======== Supplied material ========

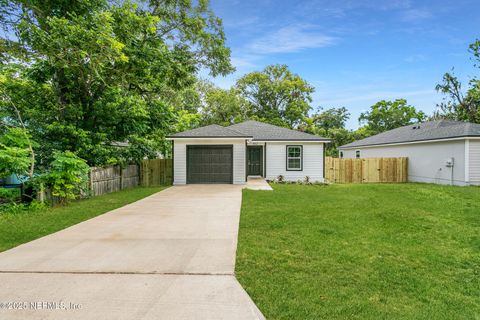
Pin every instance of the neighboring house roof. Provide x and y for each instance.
(249, 129)
(268, 132)
(431, 130)
(211, 131)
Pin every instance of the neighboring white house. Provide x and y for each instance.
(216, 154)
(446, 152)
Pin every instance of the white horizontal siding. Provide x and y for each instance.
(180, 158)
(474, 161)
(426, 161)
(276, 161)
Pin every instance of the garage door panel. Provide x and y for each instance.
(209, 164)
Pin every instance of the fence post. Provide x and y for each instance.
(90, 178)
(121, 178)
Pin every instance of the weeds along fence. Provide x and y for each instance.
(103, 180)
(366, 170)
(113, 178)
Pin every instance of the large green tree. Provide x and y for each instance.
(388, 115)
(222, 106)
(87, 73)
(330, 123)
(276, 95)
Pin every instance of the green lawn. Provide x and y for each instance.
(24, 226)
(392, 251)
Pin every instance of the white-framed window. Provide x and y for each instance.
(294, 158)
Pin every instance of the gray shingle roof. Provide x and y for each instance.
(211, 131)
(431, 130)
(268, 132)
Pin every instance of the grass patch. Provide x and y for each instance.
(391, 251)
(25, 226)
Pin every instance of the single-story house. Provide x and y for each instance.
(216, 154)
(442, 151)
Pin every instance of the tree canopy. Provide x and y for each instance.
(388, 115)
(276, 95)
(459, 105)
(85, 74)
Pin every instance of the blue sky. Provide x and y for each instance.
(354, 53)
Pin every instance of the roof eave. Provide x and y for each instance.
(293, 140)
(208, 137)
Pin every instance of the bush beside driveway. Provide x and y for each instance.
(393, 251)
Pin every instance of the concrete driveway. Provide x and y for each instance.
(168, 256)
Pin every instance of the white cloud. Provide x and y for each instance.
(291, 39)
(412, 15)
(377, 96)
(415, 58)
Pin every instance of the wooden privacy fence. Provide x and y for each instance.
(367, 170)
(153, 172)
(113, 178)
(156, 172)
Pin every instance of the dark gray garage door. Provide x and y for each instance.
(209, 164)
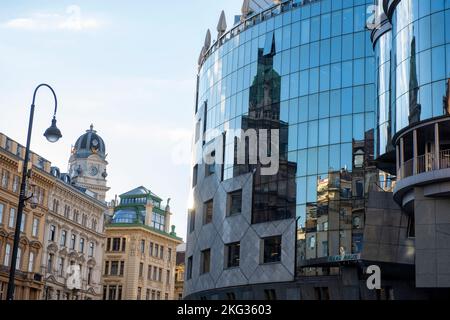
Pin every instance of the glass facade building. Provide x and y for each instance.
(308, 69)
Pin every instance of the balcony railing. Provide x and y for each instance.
(425, 163)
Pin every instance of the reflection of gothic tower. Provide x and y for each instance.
(87, 164)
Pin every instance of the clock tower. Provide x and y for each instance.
(87, 164)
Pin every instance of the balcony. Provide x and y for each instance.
(423, 160)
(425, 163)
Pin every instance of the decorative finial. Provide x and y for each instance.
(222, 25)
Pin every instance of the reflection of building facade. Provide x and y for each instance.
(419, 124)
(29, 281)
(179, 272)
(74, 234)
(140, 253)
(307, 67)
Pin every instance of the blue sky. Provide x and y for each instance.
(128, 67)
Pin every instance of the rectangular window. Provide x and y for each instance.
(35, 230)
(63, 240)
(2, 208)
(270, 294)
(5, 179)
(233, 252)
(206, 261)
(116, 244)
(12, 218)
(141, 270)
(22, 223)
(211, 165)
(91, 249)
(191, 221)
(189, 268)
(50, 263)
(155, 273)
(208, 212)
(235, 203)
(142, 246)
(106, 268)
(194, 176)
(81, 248)
(272, 249)
(73, 242)
(122, 268)
(89, 276)
(52, 233)
(7, 255)
(61, 267)
(149, 272)
(114, 268)
(31, 262)
(119, 293)
(16, 184)
(112, 293)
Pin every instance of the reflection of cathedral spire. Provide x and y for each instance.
(265, 90)
(414, 107)
(276, 202)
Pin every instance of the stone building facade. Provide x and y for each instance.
(140, 251)
(29, 280)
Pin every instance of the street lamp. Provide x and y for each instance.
(52, 134)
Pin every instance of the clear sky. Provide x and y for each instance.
(128, 67)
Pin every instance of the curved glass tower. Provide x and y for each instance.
(420, 127)
(301, 75)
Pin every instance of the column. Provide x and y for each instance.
(402, 158)
(437, 148)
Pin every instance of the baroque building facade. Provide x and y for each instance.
(74, 229)
(140, 251)
(61, 251)
(29, 280)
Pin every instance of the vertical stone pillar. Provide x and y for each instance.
(437, 148)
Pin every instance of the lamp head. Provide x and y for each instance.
(53, 134)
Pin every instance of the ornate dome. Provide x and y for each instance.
(127, 216)
(88, 144)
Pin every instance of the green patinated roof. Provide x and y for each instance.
(140, 192)
(138, 225)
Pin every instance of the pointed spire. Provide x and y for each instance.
(207, 40)
(246, 8)
(222, 25)
(200, 58)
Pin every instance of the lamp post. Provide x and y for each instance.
(52, 134)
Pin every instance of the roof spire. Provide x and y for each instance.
(222, 25)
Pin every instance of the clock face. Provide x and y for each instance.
(93, 171)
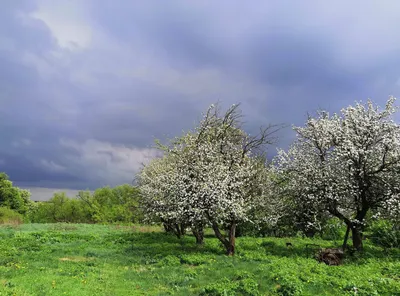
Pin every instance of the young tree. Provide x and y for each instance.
(346, 165)
(14, 197)
(215, 178)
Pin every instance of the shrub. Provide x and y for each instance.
(334, 229)
(8, 216)
(289, 286)
(384, 234)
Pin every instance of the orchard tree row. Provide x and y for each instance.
(343, 165)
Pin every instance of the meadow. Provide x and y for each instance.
(85, 259)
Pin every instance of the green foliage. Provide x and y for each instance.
(60, 208)
(334, 229)
(8, 216)
(118, 204)
(105, 205)
(384, 234)
(83, 259)
(13, 197)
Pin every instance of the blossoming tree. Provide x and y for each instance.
(216, 178)
(346, 164)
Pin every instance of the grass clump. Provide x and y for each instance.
(82, 259)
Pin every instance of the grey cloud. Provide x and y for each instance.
(147, 70)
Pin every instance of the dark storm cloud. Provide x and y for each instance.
(86, 86)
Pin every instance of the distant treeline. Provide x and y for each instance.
(105, 205)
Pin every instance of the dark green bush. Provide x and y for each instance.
(384, 234)
(8, 216)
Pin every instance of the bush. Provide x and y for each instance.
(384, 234)
(8, 216)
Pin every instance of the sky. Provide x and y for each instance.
(86, 86)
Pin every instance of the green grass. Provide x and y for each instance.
(74, 259)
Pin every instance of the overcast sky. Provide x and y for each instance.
(87, 85)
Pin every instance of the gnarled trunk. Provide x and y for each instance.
(198, 233)
(357, 237)
(229, 243)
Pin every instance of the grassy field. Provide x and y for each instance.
(72, 259)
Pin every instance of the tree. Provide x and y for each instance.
(13, 197)
(345, 165)
(211, 175)
(117, 204)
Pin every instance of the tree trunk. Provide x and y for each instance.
(232, 240)
(346, 237)
(229, 243)
(198, 233)
(357, 237)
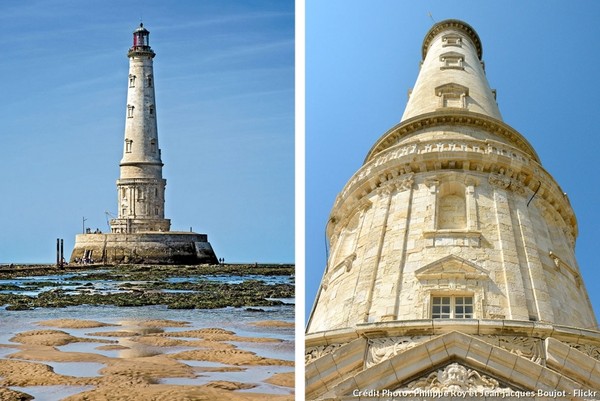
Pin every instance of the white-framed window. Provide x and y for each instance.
(452, 307)
(452, 60)
(452, 95)
(452, 40)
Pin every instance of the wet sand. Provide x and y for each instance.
(142, 362)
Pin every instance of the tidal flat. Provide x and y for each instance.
(177, 287)
(147, 332)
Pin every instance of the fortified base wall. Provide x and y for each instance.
(144, 248)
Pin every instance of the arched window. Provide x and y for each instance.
(452, 206)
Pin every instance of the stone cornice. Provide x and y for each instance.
(469, 326)
(492, 158)
(452, 117)
(454, 25)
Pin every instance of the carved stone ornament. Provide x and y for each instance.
(526, 347)
(456, 377)
(499, 180)
(588, 349)
(381, 349)
(314, 353)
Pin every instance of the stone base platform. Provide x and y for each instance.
(144, 248)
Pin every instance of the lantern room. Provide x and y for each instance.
(141, 37)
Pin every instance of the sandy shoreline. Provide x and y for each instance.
(142, 362)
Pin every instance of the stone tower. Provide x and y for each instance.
(140, 233)
(141, 188)
(452, 263)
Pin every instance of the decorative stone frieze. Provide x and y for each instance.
(312, 353)
(456, 377)
(384, 348)
(528, 347)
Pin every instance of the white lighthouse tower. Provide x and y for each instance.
(140, 233)
(452, 272)
(141, 188)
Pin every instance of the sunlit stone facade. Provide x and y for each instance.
(451, 253)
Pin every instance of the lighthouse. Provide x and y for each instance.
(452, 271)
(141, 234)
(141, 187)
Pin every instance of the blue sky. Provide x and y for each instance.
(363, 56)
(224, 76)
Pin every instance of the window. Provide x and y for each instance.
(452, 40)
(452, 206)
(452, 95)
(452, 307)
(452, 60)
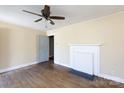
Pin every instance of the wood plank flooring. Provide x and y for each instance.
(49, 75)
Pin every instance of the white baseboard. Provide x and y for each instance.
(58, 63)
(114, 78)
(17, 67)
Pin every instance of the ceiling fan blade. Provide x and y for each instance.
(51, 22)
(57, 17)
(46, 11)
(38, 20)
(32, 13)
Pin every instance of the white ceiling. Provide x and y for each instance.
(72, 13)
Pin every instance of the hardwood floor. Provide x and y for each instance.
(49, 75)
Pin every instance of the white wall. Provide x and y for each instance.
(18, 45)
(108, 31)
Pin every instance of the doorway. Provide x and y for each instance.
(51, 48)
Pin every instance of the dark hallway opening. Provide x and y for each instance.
(51, 47)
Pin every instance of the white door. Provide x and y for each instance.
(85, 59)
(42, 48)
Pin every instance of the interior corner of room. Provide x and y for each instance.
(94, 45)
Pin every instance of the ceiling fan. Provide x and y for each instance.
(45, 13)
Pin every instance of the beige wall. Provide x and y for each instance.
(108, 31)
(18, 45)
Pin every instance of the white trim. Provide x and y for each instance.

========

Required work:
Reproduce only the lines between the line with "Pin every instance of the lighthouse." and the final line of the records, both included, so that the copy matches them exactly and contains no pictures.

Exercise result:
Pin every instance of the lighthouse. Provide x and y for each instance.
(452, 271)
(141, 234)
(141, 187)
Pin every instance of the blue sky. Provide x and y for each instance.
(363, 56)
(224, 76)
Pin every instance of the window. Provide x and y for each instance.
(452, 40)
(452, 206)
(452, 95)
(452, 307)
(452, 60)
Pin every instance of the wood plank flooring. Provide x and y for each instance.
(49, 75)
Pin every instance of the white baseboard. Provide x and y for each instance.
(58, 63)
(114, 78)
(17, 67)
Pin every instance of the ceiling fan blade. Provide x and y for each instance.
(51, 22)
(57, 17)
(46, 11)
(38, 20)
(32, 13)
Pin every instance of the white ceiling. Provide x and y for each instance.
(72, 13)
Pin every instance of the hardwood floor. Provide x and y for each instance.
(49, 75)
Pin every instance of the white wall. Provide x and y for each instance.
(18, 45)
(108, 31)
Pin every instance of the doorway. Provide x and y for each instance.
(51, 48)
Pin every instance of the dark hallway opening. Provide x and y for each instance.
(51, 47)
Pin every instance of the white door. Provide x and y for each instance.
(85, 59)
(42, 48)
Pin every instance of the interior corner of room. Provide x and y for each instance.
(94, 45)
Pin every instance of the ceiling fan. Provide x and y for each instance.
(45, 13)
Pin every instance of the beige wall. Provide x and y for each instance.
(108, 31)
(18, 45)
Pin every instance of the white trim. Provide x and y for each instance.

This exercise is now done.